Lay out every line of the listing below as a JSON array of strings, one string per line, and omit the blank lines.
>>>>>
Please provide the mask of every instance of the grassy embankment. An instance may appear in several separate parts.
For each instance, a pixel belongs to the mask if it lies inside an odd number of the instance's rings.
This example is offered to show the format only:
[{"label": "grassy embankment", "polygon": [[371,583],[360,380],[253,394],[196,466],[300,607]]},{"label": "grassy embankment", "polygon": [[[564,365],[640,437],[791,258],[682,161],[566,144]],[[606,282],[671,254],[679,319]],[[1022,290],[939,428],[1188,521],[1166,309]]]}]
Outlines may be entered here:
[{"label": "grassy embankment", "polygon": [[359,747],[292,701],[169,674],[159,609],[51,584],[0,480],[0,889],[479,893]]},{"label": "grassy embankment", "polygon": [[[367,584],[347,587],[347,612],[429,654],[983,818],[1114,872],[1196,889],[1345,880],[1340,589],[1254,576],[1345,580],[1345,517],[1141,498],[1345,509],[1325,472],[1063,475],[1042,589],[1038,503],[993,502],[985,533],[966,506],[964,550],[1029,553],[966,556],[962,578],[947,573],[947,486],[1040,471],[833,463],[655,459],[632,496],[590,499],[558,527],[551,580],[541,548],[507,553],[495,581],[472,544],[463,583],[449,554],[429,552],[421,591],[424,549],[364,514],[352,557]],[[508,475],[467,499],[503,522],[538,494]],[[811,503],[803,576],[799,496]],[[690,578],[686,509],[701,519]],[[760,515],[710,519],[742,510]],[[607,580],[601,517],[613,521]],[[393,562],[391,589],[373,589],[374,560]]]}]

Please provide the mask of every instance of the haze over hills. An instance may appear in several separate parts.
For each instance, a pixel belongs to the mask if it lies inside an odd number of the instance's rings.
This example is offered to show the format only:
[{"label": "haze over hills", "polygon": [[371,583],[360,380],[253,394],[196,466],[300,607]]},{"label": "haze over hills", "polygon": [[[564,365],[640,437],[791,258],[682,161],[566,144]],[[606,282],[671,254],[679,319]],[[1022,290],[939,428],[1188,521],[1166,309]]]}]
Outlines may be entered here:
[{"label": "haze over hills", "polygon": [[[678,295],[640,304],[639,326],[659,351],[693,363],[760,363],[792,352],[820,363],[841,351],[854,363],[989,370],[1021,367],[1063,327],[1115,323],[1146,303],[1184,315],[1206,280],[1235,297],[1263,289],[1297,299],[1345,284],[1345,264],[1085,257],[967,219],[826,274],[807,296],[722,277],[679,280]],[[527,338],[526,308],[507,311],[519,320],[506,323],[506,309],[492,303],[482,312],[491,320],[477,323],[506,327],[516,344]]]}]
<<<<<
▶ REPLY TO THE TASK:
[
  "Please provide the mask of every instance of the grassy embankment. An instance may appear in several separate parts.",
  "For each instance, a pixel belongs to the mask if it lies inside an odd number of the instance's rings.",
  "This example is offered to show the format only:",
  "[{\"label\": \"grassy embankment\", \"polygon\": [[371,583],[360,380],[253,394],[196,466],[300,607]]},{\"label\": \"grassy embankment\", \"polygon\": [[[564,365],[640,437],[791,258],[682,161],[566,144]],[[606,282],[671,254],[679,319]],[[1022,290],[939,428],[1188,521],[1166,309]]]}]",
  "Outlines may be entered here:",
  "[{\"label\": \"grassy embankment\", \"polygon\": [[359,747],[292,701],[169,674],[159,609],[51,584],[0,480],[0,889],[479,893]]},{\"label\": \"grassy embankment\", \"polygon\": [[[367,584],[347,587],[347,612],[429,654],[983,818],[1114,872],[1196,889],[1345,880],[1340,589],[1254,576],[1345,580],[1345,517],[1141,498],[1345,509],[1325,472],[1063,475],[1042,589],[1038,503],[993,502],[985,533],[966,506],[964,550],[1029,553],[966,556],[962,578],[947,573],[947,486],[1040,471],[833,463],[655,459],[632,496],[590,499],[558,527],[551,580],[541,548],[507,553],[495,581],[472,544],[463,583],[449,554],[429,552],[421,591],[424,549],[364,514],[352,557]],[[508,475],[467,499],[503,522],[538,494]],[[811,503],[803,576],[799,496]],[[690,578],[686,509],[701,519]],[[760,515],[710,519],[742,510]],[[607,580],[601,517],[613,521]],[[393,562],[391,589],[373,589],[374,560]]]}]",
  "Please provide the mask of every instance of the haze over hills. An instance may appear in several separate parts.",
  "For each instance, a pixel belongs to the mask if it lies inside an odd number of the instance's rings.",
  "This example is offered to show the format only:",
  "[{\"label\": \"haze over hills\", \"polygon\": [[371,583],[360,380],[253,394],[196,466],[300,607]]},{\"label\": \"haze over hills\", \"polygon\": [[[564,365],[640,437],[791,258],[682,161],[566,144]],[[606,282],[671,254],[679,319]],[[1022,290],[939,428],[1188,521],[1166,309]]]}]",
  "Outlines may be entered here:",
  "[{\"label\": \"haze over hills\", \"polygon\": [[[678,295],[640,304],[639,326],[659,351],[693,363],[760,363],[792,352],[820,363],[841,351],[854,363],[989,370],[1021,367],[1063,327],[1115,323],[1146,303],[1184,315],[1206,280],[1235,297],[1263,289],[1297,299],[1345,284],[1345,264],[1085,257],[967,219],[826,274],[807,296],[722,277],[679,280]],[[527,338],[526,308],[507,311],[519,320],[506,323],[506,309],[492,303],[482,312],[491,320],[477,323],[506,327],[516,344]]]}]"
]